[Task]
Set out all the rows below as a numbered list, dropping any blank lines and leaving the pictures out.

[Saved data entries]
|---|

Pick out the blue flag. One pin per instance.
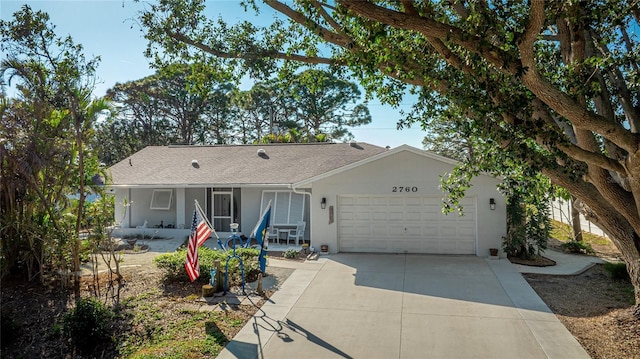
(260, 234)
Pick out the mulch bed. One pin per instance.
(538, 261)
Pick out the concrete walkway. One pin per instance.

|---|

[Task solution]
1. Pick out the blue flag. One pin per instance.
2. (260, 234)
3. Pick out the mulch bed. One pin per instance.
4. (538, 261)
5. Pick out the concrete walkway. One pin per instance.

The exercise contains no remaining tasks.